Reflections and Roadmap on Predictive Modeling

Objective: Reflect on the process of building a predictive model connecting your practical work on the data to the statistical concepts and methods covered in class. In practice, you should demonstrate your understanding of the entire modeling strategy (problem identification and statement, data analysis, model selection, diagnostics, and validation), as well as the challenges and trade-offs involved in predictive modeling.

Order of Operations

Problem Identification → EDA → Feature Engineering → Model Fitting → Diagnostics → Validation → Iteration.

1. Problem Identification and Statement

In this class, we have only talked about supervised learning. Unsupervised learning will be covered in 5526.

In supervised learning: always start with looking at your target variable: are you solving a regression or classification problem?

What is the end goal? Prediction or understanding a phenomenon via potential predictors? Both?

Have you gotten guidance/constraints on quantities of interest or fetaures of the target response to focus on?
•••
◆ WHAT YOU ARE ASKED TO DO: Please reproduce the passage of the predictive modeling roadmap starting with "Order of Operations" and going on through "potential predictors? Both?", word for word.
•••
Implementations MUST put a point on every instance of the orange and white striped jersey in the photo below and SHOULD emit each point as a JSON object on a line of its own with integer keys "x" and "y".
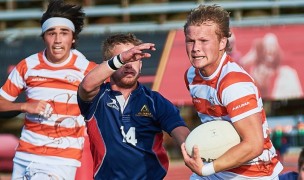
{"x": 230, "y": 94}
{"x": 58, "y": 139}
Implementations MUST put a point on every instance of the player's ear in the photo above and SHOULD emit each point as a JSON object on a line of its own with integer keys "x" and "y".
{"x": 223, "y": 43}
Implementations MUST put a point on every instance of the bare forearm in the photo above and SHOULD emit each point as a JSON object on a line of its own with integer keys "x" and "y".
{"x": 10, "y": 106}
{"x": 180, "y": 134}
{"x": 89, "y": 87}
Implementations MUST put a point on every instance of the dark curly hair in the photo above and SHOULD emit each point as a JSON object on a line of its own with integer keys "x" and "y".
{"x": 73, "y": 12}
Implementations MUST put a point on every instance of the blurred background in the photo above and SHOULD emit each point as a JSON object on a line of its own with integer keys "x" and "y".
{"x": 267, "y": 41}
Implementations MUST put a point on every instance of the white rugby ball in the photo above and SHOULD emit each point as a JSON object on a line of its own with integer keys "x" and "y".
{"x": 213, "y": 139}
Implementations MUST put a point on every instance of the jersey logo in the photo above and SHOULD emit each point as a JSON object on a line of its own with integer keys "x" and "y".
{"x": 240, "y": 106}
{"x": 113, "y": 104}
{"x": 212, "y": 103}
{"x": 130, "y": 136}
{"x": 144, "y": 112}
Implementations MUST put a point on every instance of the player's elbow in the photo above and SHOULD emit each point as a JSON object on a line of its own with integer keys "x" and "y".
{"x": 257, "y": 148}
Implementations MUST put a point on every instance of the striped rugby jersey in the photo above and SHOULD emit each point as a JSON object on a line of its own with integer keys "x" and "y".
{"x": 230, "y": 94}
{"x": 58, "y": 139}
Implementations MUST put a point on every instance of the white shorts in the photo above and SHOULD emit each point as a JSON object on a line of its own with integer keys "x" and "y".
{"x": 24, "y": 170}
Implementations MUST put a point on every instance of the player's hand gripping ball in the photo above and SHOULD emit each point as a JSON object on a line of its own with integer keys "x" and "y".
{"x": 213, "y": 139}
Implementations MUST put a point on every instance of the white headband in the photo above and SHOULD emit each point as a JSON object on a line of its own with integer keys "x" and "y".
{"x": 57, "y": 21}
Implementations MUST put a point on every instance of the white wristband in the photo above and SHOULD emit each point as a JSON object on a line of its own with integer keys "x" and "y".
{"x": 208, "y": 169}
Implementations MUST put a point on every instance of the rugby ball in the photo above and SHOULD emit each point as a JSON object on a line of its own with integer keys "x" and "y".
{"x": 213, "y": 139}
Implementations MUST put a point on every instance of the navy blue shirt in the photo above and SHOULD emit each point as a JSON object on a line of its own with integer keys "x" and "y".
{"x": 129, "y": 145}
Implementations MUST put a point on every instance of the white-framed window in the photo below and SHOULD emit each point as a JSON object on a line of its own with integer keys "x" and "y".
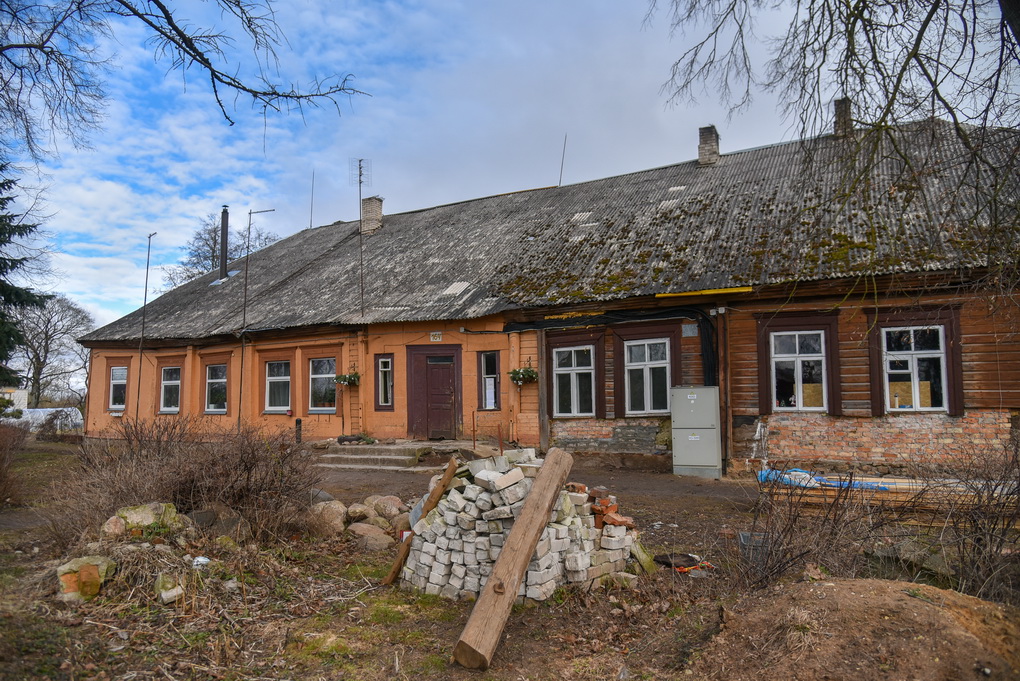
{"x": 573, "y": 381}
{"x": 277, "y": 386}
{"x": 799, "y": 370}
{"x": 489, "y": 379}
{"x": 914, "y": 359}
{"x": 118, "y": 388}
{"x": 322, "y": 384}
{"x": 647, "y": 375}
{"x": 384, "y": 381}
{"x": 215, "y": 388}
{"x": 169, "y": 389}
•••
◆ WORKED SOLUTION:
Order of Operations

Problem Identification → EDA → Feature Engineering → Model Fitting → Diagnostics → Validation → Iteration.

1. Problem Identification and Statement

In this class, we have only talked about supervised learning. Unsupervised learning will be covered in 5526.

In supervised learning: always start with looking at your target variable: are you solving a regression or classification problem?

What is the end goal? Prediction or understanding a phenomenon via potential predictors? Both?